Supplied information START

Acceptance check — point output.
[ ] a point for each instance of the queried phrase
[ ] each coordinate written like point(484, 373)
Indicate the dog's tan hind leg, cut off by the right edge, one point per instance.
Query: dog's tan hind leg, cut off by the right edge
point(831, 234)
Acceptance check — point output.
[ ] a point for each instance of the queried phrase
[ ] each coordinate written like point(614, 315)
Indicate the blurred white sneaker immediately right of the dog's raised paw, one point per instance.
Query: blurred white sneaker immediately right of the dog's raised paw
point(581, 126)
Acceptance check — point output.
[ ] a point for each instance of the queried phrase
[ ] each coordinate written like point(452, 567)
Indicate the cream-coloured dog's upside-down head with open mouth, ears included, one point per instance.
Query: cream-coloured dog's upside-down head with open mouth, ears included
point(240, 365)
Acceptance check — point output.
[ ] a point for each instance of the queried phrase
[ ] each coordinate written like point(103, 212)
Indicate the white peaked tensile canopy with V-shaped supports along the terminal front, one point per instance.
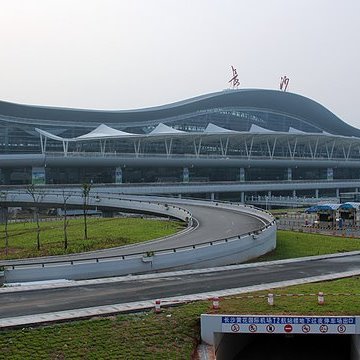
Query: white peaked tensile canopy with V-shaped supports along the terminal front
point(212, 135)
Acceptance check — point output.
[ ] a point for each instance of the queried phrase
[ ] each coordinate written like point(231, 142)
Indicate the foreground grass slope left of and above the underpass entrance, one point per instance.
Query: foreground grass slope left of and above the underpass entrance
point(174, 333)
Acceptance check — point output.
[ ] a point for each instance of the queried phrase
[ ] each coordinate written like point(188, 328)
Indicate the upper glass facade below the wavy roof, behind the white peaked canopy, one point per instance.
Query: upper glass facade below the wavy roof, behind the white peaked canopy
point(23, 138)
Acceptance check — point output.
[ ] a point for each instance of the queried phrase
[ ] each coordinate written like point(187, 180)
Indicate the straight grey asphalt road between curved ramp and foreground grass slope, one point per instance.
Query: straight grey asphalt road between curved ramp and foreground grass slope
point(66, 298)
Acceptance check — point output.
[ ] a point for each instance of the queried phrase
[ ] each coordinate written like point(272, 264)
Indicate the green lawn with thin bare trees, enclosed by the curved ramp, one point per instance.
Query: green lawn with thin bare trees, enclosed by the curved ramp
point(102, 233)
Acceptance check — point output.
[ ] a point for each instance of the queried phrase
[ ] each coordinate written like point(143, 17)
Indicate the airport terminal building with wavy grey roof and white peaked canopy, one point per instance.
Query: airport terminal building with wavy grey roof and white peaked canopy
point(246, 137)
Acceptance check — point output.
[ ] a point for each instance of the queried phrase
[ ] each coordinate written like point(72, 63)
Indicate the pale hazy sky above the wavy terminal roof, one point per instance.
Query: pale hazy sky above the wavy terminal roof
point(123, 54)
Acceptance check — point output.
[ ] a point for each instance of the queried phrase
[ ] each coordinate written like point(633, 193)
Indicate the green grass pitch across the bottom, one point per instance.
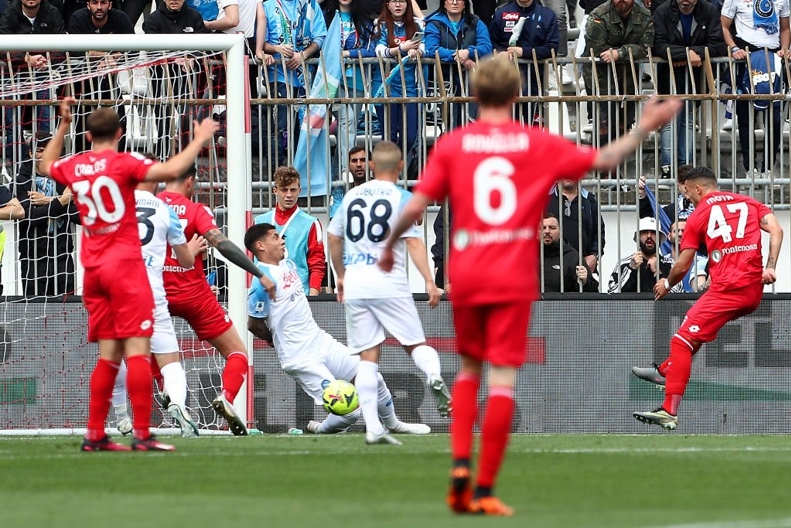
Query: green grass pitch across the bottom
point(329, 481)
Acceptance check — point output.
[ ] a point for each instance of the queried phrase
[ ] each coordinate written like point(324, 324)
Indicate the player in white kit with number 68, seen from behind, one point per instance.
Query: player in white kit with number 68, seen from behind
point(376, 300)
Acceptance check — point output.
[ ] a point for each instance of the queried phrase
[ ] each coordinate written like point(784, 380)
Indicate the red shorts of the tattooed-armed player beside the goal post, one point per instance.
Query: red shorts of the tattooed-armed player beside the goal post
point(199, 307)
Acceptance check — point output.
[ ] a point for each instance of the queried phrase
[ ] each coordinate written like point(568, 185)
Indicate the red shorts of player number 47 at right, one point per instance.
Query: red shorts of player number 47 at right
point(715, 309)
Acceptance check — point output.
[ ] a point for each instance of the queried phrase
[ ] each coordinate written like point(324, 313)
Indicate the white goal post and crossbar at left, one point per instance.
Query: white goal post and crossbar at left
point(239, 200)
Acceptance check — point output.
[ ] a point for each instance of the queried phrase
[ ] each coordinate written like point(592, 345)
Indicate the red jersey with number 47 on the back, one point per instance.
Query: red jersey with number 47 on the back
point(730, 226)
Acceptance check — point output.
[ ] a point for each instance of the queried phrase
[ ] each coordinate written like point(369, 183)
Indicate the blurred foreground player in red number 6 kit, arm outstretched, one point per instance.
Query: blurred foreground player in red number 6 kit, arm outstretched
point(497, 175)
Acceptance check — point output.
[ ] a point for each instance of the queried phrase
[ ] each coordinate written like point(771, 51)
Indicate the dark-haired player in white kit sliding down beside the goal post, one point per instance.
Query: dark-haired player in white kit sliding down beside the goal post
point(308, 354)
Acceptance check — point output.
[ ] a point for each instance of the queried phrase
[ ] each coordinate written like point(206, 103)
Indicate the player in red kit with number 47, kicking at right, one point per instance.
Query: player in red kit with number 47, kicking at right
point(730, 225)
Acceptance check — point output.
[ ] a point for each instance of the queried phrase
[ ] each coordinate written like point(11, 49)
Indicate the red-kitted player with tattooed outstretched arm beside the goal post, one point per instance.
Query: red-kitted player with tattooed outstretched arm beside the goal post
point(190, 296)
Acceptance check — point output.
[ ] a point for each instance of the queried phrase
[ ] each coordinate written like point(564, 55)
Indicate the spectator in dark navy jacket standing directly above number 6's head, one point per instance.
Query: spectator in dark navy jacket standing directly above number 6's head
point(522, 28)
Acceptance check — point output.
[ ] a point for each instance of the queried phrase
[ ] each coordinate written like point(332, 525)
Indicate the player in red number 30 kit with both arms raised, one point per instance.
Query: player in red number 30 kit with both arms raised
point(120, 305)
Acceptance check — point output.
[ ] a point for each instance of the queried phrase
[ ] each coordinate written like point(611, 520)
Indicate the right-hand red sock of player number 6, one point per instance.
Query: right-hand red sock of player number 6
point(494, 434)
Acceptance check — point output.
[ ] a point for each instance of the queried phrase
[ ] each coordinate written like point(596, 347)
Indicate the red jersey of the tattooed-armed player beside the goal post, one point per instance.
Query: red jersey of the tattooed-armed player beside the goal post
point(195, 218)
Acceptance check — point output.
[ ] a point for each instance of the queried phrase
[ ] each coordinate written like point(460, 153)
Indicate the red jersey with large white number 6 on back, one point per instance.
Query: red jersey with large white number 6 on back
point(498, 178)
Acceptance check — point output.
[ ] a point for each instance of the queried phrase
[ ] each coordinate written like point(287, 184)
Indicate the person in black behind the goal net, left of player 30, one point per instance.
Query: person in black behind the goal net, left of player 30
point(46, 233)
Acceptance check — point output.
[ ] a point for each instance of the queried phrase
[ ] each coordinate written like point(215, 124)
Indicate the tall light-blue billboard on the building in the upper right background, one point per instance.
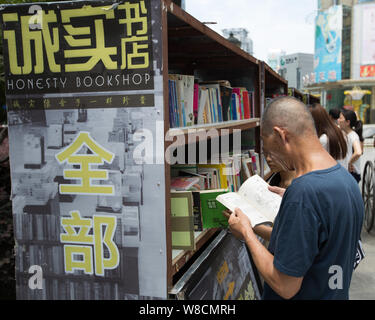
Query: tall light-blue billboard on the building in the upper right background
point(328, 45)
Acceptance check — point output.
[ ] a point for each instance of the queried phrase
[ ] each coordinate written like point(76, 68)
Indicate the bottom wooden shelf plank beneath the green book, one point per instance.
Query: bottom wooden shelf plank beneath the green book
point(180, 257)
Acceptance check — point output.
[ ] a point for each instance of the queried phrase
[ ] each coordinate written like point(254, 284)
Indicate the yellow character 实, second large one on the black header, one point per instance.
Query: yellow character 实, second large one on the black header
point(83, 47)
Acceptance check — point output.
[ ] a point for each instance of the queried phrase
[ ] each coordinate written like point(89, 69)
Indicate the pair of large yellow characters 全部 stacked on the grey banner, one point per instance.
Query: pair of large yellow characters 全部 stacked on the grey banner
point(85, 177)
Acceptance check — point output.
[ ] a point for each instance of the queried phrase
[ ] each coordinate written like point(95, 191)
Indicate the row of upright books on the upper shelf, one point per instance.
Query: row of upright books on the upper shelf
point(192, 103)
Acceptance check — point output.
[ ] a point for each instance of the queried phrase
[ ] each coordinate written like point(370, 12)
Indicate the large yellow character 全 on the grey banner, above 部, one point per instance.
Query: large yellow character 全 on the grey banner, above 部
point(85, 174)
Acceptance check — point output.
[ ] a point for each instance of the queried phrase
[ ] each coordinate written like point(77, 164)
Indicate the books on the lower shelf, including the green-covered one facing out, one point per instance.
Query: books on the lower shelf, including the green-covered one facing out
point(194, 191)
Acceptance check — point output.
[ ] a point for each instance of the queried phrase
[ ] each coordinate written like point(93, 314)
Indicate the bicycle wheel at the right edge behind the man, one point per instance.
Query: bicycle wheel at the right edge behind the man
point(368, 195)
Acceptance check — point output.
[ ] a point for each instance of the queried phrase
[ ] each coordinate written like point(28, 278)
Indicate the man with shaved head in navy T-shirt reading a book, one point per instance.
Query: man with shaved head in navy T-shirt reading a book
point(315, 234)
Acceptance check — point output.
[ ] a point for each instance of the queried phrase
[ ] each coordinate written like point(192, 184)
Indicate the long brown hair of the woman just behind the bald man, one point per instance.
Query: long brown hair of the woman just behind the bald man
point(324, 125)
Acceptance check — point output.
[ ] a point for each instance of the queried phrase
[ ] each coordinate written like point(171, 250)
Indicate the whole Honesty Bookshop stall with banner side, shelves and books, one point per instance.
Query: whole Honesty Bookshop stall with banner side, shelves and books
point(126, 122)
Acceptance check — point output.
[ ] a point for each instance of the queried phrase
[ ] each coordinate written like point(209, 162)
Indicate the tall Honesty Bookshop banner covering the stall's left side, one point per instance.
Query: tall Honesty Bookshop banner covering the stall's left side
point(83, 81)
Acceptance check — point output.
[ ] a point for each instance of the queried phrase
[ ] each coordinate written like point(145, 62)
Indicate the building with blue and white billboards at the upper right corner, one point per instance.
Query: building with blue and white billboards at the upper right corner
point(354, 86)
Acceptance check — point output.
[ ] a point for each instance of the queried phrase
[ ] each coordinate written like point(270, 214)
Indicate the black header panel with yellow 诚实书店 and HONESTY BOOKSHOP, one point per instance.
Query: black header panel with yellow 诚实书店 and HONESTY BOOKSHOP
point(90, 48)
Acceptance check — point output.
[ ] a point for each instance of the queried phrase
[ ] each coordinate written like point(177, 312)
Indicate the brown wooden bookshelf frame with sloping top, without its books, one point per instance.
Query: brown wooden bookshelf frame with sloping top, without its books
point(192, 48)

Supplied information END

• _Problem details_:
Everything in the material above from the line that has "[ ] each coordinate written like point(187, 180)" through the line that has "Indicate the airport" must be duplicated exactly, with no other lines given.

• _Finished task_:
[ ] each coordinate written like point(187, 180)
Indicate the straight grey asphalt road between curved ramp and foreground grass slope, one point per instance.
Query: straight grey asphalt road between curved ramp and foreground grass slope
point(66, 298)
Acceptance check — point output.
[ ] a point for each instance of the queried phrase
[ ] each coordinate written like point(272, 264)
Indicate the green lawn with thin bare trees, enclosed by the curved ramp, one point per instance.
Query: green lawn with thin bare trees, enclosed by the curved ramp
point(102, 233)
Acceptance check — point output.
[ ] a point for each instance of the queried phrase
[ ] each coordinate written like point(143, 17)
Indicate the airport terminal building with wavy grey roof and white peaked canopy, one point per instance.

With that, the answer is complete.